Stored items from a collection:
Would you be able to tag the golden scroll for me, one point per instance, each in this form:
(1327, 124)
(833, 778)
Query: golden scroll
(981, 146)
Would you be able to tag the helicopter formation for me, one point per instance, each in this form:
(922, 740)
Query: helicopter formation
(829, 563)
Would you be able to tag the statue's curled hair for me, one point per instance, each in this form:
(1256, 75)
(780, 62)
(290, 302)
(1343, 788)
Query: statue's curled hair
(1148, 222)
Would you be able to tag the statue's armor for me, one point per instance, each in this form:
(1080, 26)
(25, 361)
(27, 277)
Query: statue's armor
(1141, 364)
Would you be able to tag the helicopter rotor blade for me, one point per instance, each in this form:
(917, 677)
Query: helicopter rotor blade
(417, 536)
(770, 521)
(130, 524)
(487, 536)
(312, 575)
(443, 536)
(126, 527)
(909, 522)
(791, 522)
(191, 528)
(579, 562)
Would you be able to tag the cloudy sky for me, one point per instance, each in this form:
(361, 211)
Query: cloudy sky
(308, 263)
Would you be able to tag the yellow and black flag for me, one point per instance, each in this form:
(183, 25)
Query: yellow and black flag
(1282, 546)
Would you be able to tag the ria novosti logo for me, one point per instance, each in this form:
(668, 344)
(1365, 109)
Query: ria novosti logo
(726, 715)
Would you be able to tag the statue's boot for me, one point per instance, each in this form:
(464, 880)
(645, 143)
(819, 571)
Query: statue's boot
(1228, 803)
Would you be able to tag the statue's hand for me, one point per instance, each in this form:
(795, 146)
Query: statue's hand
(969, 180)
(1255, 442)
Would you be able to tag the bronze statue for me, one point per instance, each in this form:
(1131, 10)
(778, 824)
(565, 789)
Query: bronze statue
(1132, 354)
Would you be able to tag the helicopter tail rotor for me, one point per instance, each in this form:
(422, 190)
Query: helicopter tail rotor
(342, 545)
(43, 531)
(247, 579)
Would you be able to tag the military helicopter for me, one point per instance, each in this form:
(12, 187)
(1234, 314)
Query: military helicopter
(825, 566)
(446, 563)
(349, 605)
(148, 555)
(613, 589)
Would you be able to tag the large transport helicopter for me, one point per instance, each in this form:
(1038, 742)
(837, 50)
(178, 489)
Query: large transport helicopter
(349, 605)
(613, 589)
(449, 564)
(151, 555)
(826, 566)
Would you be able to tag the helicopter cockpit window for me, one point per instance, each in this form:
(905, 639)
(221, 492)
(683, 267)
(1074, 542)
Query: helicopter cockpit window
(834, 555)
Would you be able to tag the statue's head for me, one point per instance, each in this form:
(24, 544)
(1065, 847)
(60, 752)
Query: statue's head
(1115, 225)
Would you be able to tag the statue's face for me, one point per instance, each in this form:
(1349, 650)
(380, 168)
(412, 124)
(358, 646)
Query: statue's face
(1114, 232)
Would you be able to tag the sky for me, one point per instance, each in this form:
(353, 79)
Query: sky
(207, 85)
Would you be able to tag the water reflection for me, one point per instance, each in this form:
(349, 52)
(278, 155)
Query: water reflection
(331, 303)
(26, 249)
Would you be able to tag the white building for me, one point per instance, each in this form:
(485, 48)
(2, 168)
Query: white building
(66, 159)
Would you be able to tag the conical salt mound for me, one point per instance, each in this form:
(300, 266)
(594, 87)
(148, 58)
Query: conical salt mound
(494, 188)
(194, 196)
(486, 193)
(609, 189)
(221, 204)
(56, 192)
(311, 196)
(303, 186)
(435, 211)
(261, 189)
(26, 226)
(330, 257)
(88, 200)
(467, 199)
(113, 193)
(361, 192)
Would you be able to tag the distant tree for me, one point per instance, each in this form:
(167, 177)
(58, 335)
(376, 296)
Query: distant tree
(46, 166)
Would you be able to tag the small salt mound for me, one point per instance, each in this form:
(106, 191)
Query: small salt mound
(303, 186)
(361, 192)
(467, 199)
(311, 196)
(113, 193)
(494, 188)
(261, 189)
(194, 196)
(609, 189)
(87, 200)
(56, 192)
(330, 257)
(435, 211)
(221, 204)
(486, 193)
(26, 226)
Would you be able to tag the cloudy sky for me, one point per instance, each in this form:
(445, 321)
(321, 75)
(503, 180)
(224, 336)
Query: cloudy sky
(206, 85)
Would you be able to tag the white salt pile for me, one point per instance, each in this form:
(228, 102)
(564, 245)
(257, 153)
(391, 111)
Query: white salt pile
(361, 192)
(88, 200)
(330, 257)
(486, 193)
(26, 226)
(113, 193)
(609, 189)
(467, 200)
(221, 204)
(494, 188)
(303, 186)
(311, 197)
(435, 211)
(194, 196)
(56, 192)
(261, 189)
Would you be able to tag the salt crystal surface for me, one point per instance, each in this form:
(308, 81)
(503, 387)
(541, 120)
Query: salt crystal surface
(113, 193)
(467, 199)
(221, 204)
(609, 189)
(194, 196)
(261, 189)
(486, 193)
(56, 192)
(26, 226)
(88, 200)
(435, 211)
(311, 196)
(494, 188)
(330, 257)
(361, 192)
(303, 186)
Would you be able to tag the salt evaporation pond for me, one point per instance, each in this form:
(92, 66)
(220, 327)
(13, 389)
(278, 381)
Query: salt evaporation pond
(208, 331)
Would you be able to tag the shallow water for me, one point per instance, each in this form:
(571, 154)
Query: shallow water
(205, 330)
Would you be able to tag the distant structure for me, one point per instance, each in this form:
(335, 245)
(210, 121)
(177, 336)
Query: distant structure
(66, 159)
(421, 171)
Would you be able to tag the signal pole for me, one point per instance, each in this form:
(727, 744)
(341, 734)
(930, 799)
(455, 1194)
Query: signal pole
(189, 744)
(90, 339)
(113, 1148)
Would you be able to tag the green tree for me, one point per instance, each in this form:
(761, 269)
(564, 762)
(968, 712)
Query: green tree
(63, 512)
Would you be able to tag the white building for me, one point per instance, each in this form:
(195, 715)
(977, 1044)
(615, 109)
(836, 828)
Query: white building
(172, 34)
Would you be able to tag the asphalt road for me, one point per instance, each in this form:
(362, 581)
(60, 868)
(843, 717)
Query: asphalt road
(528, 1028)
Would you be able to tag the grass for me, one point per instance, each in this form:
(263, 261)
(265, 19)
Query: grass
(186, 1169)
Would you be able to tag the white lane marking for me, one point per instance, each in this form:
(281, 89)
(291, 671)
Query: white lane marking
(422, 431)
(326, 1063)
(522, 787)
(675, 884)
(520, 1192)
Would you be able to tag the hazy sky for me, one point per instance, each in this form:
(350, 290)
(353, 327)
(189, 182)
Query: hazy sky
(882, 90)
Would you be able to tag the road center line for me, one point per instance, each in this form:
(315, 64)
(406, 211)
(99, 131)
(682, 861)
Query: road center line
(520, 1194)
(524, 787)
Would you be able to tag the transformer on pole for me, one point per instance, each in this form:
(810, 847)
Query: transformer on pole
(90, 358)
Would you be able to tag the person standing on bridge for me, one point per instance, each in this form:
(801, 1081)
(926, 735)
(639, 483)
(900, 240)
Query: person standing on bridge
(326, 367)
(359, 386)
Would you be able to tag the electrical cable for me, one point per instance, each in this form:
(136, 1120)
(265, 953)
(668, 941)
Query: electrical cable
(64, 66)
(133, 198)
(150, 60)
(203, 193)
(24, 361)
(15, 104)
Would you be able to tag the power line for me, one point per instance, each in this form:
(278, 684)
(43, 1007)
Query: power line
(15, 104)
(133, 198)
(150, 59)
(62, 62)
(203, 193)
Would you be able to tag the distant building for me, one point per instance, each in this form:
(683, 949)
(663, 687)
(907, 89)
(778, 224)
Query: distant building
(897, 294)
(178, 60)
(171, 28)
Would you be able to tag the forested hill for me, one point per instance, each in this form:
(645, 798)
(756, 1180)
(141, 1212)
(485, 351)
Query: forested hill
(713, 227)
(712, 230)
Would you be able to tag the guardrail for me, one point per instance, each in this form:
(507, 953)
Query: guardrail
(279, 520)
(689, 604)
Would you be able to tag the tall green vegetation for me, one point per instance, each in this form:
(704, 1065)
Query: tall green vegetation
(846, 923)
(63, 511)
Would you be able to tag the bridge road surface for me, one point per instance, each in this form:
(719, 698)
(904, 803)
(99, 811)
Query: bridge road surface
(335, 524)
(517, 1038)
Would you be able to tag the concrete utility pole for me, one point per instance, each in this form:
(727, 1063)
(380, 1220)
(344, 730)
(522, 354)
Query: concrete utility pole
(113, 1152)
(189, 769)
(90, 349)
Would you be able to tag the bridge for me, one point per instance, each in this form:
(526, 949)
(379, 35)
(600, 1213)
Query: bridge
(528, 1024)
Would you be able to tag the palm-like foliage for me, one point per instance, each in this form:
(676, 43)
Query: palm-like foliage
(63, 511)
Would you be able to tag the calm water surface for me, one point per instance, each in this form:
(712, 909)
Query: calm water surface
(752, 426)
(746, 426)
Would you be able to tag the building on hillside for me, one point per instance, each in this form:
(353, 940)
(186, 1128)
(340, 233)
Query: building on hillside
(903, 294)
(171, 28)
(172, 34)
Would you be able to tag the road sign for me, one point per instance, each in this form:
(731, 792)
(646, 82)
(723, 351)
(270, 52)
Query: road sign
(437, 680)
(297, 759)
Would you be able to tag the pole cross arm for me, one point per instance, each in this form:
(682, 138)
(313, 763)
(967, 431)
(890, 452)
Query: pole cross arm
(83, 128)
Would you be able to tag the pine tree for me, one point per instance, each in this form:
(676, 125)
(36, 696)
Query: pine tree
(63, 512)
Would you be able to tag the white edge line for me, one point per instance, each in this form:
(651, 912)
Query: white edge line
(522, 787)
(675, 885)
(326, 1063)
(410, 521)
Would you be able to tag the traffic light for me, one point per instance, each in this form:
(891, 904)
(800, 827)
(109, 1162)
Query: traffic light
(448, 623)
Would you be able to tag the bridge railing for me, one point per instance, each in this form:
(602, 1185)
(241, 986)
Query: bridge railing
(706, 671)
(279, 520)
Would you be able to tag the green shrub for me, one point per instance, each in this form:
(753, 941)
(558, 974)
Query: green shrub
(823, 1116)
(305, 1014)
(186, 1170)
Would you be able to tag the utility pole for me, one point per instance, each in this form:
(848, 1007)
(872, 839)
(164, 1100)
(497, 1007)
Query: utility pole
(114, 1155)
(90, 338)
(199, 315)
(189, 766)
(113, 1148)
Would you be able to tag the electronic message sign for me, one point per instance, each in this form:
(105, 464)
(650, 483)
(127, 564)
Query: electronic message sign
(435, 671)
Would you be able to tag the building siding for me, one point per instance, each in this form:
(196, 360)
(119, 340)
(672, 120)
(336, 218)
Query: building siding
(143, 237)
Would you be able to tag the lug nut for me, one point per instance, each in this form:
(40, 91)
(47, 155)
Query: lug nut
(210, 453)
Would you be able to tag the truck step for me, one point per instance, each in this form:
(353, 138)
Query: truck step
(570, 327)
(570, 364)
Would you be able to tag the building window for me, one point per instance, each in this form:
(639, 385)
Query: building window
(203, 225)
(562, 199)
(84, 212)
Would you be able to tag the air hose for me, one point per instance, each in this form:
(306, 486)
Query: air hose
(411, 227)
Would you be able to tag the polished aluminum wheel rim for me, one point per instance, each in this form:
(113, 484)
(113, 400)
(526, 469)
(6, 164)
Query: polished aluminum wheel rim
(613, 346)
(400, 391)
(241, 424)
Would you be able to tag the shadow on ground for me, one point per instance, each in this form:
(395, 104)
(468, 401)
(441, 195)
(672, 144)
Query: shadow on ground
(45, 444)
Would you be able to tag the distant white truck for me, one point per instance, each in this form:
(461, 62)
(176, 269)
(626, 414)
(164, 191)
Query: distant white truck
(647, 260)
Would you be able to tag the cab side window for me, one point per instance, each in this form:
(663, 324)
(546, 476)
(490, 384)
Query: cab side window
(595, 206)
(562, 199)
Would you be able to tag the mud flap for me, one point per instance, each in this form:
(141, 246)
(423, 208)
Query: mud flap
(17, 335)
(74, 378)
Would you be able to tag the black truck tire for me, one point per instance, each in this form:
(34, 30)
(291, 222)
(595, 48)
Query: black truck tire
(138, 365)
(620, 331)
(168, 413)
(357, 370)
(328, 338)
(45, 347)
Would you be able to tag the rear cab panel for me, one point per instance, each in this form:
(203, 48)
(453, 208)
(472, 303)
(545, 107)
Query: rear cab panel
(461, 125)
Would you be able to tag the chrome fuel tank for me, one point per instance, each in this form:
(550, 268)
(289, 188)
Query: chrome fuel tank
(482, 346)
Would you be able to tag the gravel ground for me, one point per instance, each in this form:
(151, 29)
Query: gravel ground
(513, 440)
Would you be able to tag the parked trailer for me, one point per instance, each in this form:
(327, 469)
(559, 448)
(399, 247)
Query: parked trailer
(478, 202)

#### AIM OF THE EXERCISE
Copy out only the lines above from the one with "Query: white edge line" to the one with "Would you be able to tag the bridge railing", inclusive, exactly as they stand.

#### SOLUTION BELOW
Query: white edge line
(522, 787)
(675, 885)
(326, 1063)
(410, 521)
Would you be able to tag the traffic light for me, one point per instance, each in this form:
(891, 904)
(800, 827)
(109, 1162)
Query: traffic light
(448, 623)
Would you be able to tag the bridge railing for me, one point per instance, each in this form:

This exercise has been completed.